▸ Passage for review:
== Segment start ==

We believe that each person is created on purpose and with a purpose. No matter how difficult the present may seem, the best is yet to come as long as we persevere. But sometimes we need help and support, whether financial resources to make an investment in our careers, or knowledge to navigate the journey. When I talk to most artists about their biggest binding constraint in launching their musical careers, it's almost always a money issue.
Yes, some people aren't in a thriving arts scene. Maybe they don't have a great voice teacher in their area, or they simply want to further their education but aren't sure where to start. The nucleus of the barrier to relocate, work with top teachers, and take more courses almost always seems to have some kind of financial competency. Direct funding resources do not currently exist at scale in the opera sector. Yes, large institutions can apply for grant funding from the NEA (National Endowment for the Arts, USA) or large foundations, but individual artists, arguably the heart of culture, do not have access to liquidity. So they work jobs unrelated to their craft, show up to their lessons and courses physically and emotionally exhausted, and the cycle repeats year after year.
The challenges have only intensified over the course of the pandemic. We surveyed our Living Opera community in 2022, capturing over 300 respondents across the world: 26% said their annual household incomes were between $25,000-50,000 and 43% said theirs were less than $25,000–significant declines since 2019. Moreover, 53% said they have a job outside the music sector, often in a retail, customer service, or administrative occupation, to support themselves — even if such jobs do not utilize their specialized skill set. Furthermore, this financial precarity fuels declines in mental health: 54% reported that they were formally diagnosed with anxiety or depression.

== Segment end ==

▸ Apply what you read:
1. Edit the passage on funding for opera artists: give everything from "The challenges have" down to "anxiety or depression." with "pandemic" replaced by "past few years".
2. Can you resume the passage on funding for opera artists, picking up right after its final sentence?

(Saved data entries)

== Segment start ==

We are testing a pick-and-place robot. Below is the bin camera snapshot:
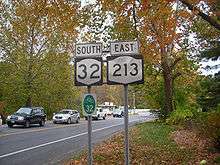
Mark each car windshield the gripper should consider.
[57,111,70,114]
[16,108,31,114]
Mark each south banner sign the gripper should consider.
[107,55,144,85]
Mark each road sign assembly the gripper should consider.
[74,57,102,86]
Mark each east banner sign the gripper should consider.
[110,41,139,55]
[75,43,102,57]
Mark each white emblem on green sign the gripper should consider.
[83,94,96,115]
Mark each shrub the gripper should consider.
[166,109,193,125]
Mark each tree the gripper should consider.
[0,0,91,116]
[101,0,200,115]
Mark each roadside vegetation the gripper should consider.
[65,122,220,165]
[0,0,220,164]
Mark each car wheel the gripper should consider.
[24,120,30,128]
[40,120,45,127]
[8,124,13,128]
[67,118,71,124]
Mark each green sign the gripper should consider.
[83,94,96,115]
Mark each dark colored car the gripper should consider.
[6,107,46,128]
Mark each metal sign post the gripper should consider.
[83,89,96,165]
[124,84,129,165]
[107,41,144,165]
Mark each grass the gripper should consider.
[66,122,220,165]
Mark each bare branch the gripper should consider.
[180,0,220,30]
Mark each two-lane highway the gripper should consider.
[0,115,155,165]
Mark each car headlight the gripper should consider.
[18,116,24,120]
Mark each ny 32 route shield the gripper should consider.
[107,55,144,85]
[74,57,103,86]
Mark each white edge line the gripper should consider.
[0,120,144,159]
[0,124,123,159]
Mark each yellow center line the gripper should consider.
[0,123,85,138]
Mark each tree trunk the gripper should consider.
[161,49,173,117]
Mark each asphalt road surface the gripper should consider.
[0,115,155,165]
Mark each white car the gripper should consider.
[53,109,80,124]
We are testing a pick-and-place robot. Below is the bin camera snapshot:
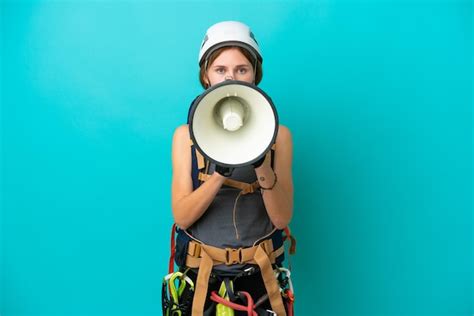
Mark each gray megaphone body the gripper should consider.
[189,80,278,168]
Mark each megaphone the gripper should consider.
[189,80,278,168]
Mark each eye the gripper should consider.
[215,67,225,75]
[238,67,249,75]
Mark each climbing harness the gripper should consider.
[162,271,194,316]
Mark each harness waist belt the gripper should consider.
[186,239,286,316]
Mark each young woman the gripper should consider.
[172,21,293,315]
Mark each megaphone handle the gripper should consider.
[215,164,234,178]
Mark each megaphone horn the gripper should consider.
[189,80,278,168]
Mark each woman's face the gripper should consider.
[206,48,255,86]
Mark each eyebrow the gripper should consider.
[212,64,250,68]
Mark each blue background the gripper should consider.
[0,0,474,316]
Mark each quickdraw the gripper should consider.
[162,272,194,316]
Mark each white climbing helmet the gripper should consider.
[199,21,262,66]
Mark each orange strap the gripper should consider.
[198,172,260,194]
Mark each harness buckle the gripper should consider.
[225,248,242,266]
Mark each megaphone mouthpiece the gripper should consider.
[218,97,245,132]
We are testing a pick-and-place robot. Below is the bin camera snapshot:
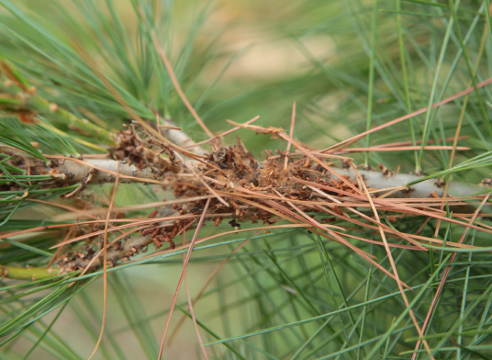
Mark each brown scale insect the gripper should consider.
[142,228,154,236]
[152,238,162,250]
[150,228,161,238]
[147,209,159,219]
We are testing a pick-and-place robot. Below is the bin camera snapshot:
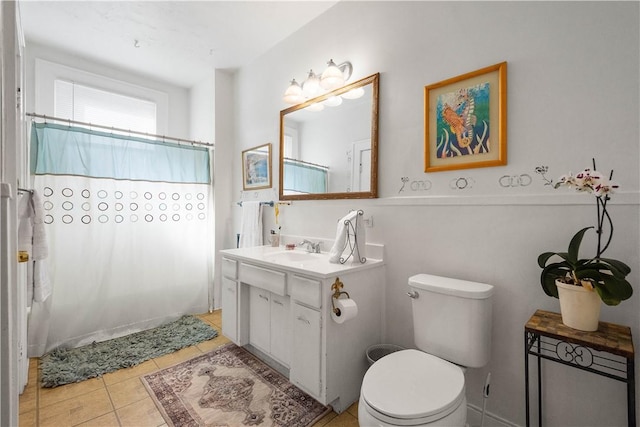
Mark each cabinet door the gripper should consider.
[249,286,271,354]
[289,303,322,399]
[222,277,238,343]
[271,294,291,366]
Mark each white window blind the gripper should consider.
[54,80,157,133]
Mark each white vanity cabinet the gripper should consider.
[221,257,239,342]
[221,246,385,413]
[249,286,291,367]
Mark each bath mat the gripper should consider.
[142,343,331,427]
[40,315,218,387]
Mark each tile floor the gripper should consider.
[19,310,358,427]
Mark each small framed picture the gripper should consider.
[242,143,271,190]
[424,62,507,172]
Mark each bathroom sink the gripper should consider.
[264,250,323,263]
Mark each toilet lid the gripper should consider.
[362,349,465,420]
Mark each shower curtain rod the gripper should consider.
[26,113,215,148]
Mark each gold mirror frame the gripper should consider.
[278,73,380,200]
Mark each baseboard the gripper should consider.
[467,404,520,427]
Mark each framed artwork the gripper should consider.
[424,62,507,172]
[242,143,271,190]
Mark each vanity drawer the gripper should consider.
[222,257,238,280]
[291,274,322,308]
[239,262,287,295]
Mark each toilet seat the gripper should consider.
[361,349,465,425]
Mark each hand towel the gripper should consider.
[239,202,262,248]
[329,211,358,264]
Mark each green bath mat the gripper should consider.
[40,316,218,387]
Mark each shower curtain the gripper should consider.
[28,124,213,357]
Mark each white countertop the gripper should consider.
[220,246,384,279]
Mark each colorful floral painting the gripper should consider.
[436,82,491,159]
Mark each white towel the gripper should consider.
[18,190,51,307]
[239,202,262,248]
[31,190,49,261]
[18,193,35,307]
[329,211,358,264]
[18,194,35,259]
[353,216,367,263]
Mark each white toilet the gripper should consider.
[358,274,493,427]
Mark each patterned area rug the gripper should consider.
[142,343,331,427]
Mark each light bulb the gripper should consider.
[282,79,304,104]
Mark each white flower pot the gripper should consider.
[556,280,602,332]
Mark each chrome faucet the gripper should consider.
[299,239,322,254]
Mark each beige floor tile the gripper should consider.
[196,334,231,353]
[313,411,338,427]
[197,310,222,328]
[39,378,105,408]
[153,346,202,369]
[116,397,165,427]
[211,310,222,328]
[78,412,120,427]
[325,412,359,427]
[18,384,38,414]
[38,388,114,427]
[107,377,149,409]
[18,409,38,427]
[347,402,358,418]
[102,360,158,386]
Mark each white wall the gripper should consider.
[233,2,640,426]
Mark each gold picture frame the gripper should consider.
[242,143,271,190]
[424,62,507,172]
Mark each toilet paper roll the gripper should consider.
[331,298,358,323]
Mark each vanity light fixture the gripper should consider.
[322,96,342,107]
[302,70,320,98]
[282,79,304,104]
[340,87,364,99]
[320,59,353,91]
[283,59,354,105]
[304,102,324,112]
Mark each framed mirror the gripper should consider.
[279,74,380,200]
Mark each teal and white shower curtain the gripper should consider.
[28,124,213,357]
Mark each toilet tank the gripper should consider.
[409,274,493,368]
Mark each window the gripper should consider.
[34,58,169,135]
[54,79,156,133]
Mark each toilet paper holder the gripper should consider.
[331,277,351,316]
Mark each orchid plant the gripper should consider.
[538,160,633,305]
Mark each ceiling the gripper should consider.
[20,0,340,88]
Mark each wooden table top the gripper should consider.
[525,310,634,360]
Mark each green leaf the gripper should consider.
[600,258,631,277]
[538,252,569,268]
[540,262,571,298]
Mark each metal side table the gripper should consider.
[524,310,636,427]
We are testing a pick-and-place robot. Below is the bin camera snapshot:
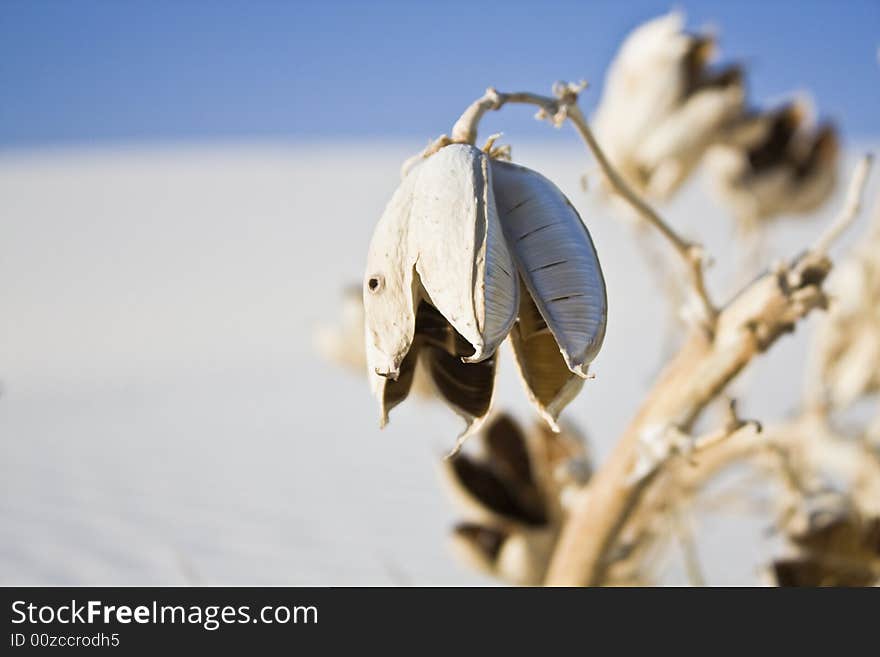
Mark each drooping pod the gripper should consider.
[364,144,607,436]
[410,144,519,362]
[493,162,608,377]
[364,144,519,433]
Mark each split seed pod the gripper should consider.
[364,144,607,440]
[442,414,589,585]
[594,12,745,199]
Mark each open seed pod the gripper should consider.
[442,414,589,585]
[594,12,745,199]
[363,144,608,435]
[772,494,880,586]
[707,102,840,232]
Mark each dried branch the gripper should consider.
[547,159,862,586]
[444,82,718,333]
[813,154,874,253]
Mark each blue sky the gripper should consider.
[0,0,880,149]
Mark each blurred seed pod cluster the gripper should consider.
[442,414,590,585]
[772,492,880,587]
[594,12,839,230]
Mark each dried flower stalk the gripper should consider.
[547,157,870,585]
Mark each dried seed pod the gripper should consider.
[442,414,586,585]
[707,101,840,232]
[363,170,418,379]
[409,144,519,362]
[363,143,607,437]
[492,162,608,377]
[594,12,745,199]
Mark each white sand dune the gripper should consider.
[0,141,876,585]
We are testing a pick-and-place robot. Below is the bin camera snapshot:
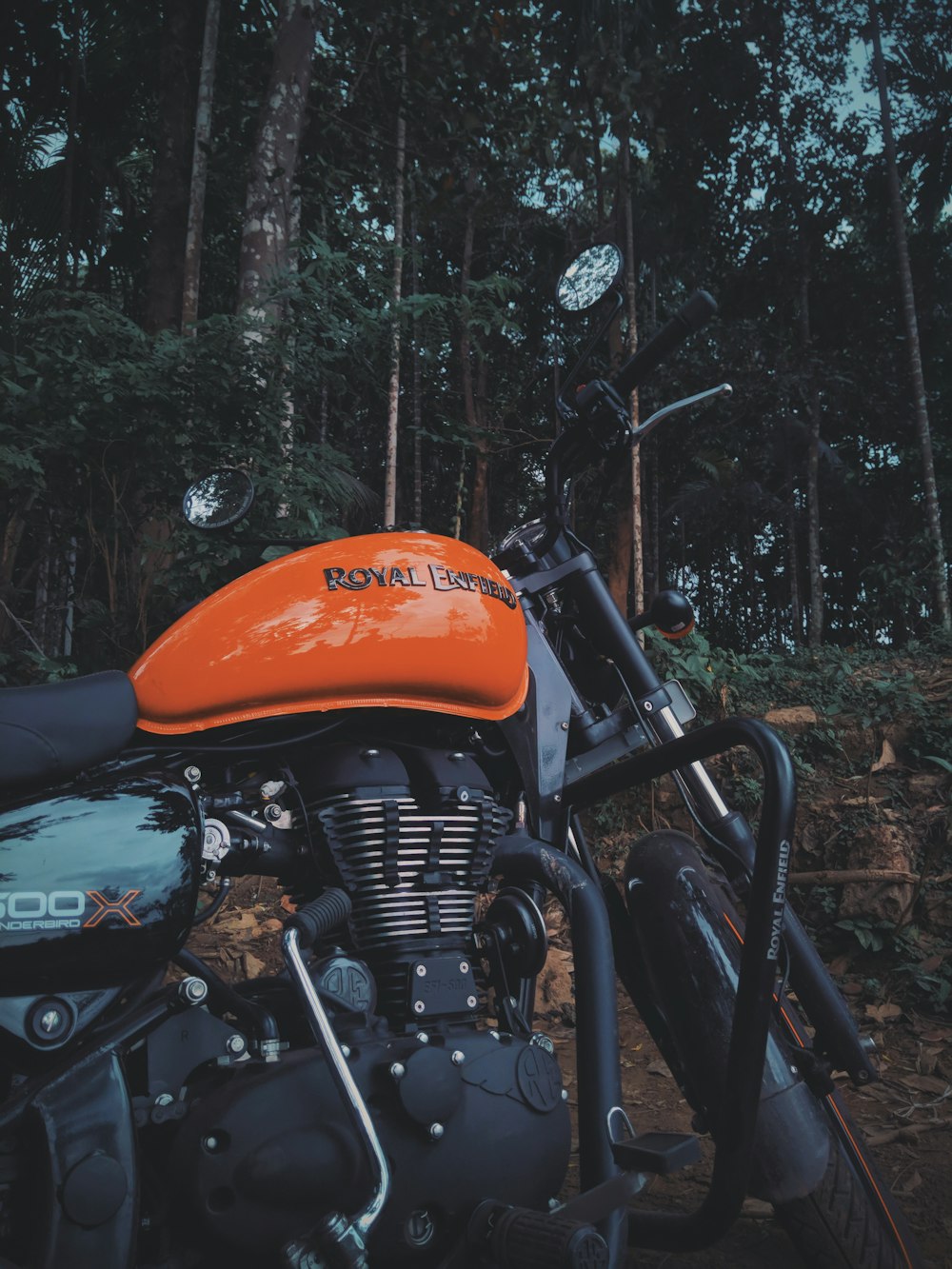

== Segment end ==

▸ Answers to the problems:
1.
The challenges have only intensified over the course of the past few years. We surveyed our Living Opera community in 2022, capturing over 300 respondents across the world: 26% said their annual household incomes were between $25,000-50,000 and 43% said theirs were less than $25,000–significant declines since 2019. Moreover, 53% said they have a job outside the music sector, often in a retail, customer service, or administrative occupation, to support themselves — even if such jobs do not utilize their specialized skill set. Furthermore, this financial precarity fuels declines in mental health: 54% reported that they were formally diagnosed with anxiety or depression.

2.
It's worth noting that while all this is going on, critics will say opera is dying. No, opera is not dying, there are actually more singers than ever these days. What is dying is the current model for how we train artists. Many are unaware exactly how we were ever able to produce a Callas, Pavarotti, or a Caruso for that matter. In previous decades, voice teachers would work with singers for free for years, with the expectation of compensation with their protege emerged on the international stage. These gurus would supply their students with as many lessons as they needed. It wasn't completely altruistic of course, they viewed their time spent with the artists as a financial investment in the artist. This is the only model that will ever produce truly bulletproof artists. An emerging talent must have this kind of support to excavate the full weight of their talent. Just like a pro-athlete will be taken under the wing of a coach, so it was in our art form at one time, and the proof is in the pudding.
So what can we do?
That is why we view blockchain technology as a catalyst for positive change in the arts, and we cannot delay any longer. Using revenues from the Magic Mozart collection, we will launch a decentralized autonomous organization (DAO) for grant making, community-building, and education in the arts, starting with and specializing in opera, to award micro-grants to young artists and promote skill acquisition. While our plan is for it to begin as an LLC in Tennessee, we will work on making it a non-profit so that micro-philanthropists can receive tax exemption for their donations to artists.
Arts and cultural institutions received $23.5 billion in charitable donations, approximately 5% of the $484.85 billion in 2021. Unfortunately, these donations rarely flow through to the artists, nor are there any sufficient grant making bodies that can operate at the scale or pace needed to help artists receive the resources they need to become financially independent, let alone succeed. Traditional sources of financing are also inadequate. Since performing artists, at least in the U.S., are nearly always freelancers, bank loans and even rental agreements tend to come with high interest rates because of their perceived credit risk.
Even if a loan were available, consider a singer who auditions and does not end up receiving a contract. Then, the singer would be in an even more difficult situation to repay the loan. That is why we want to meet artists where they are – whether it is an additional $500 to pay for voice lessons or $1,500 to finance a round-trip for an audition. Having invested nearly 30 years cumulatively between the founders in the arts, we know that many artists struggle to obtain the right information and receive proper mentoring.
We want to - and can - fill that void.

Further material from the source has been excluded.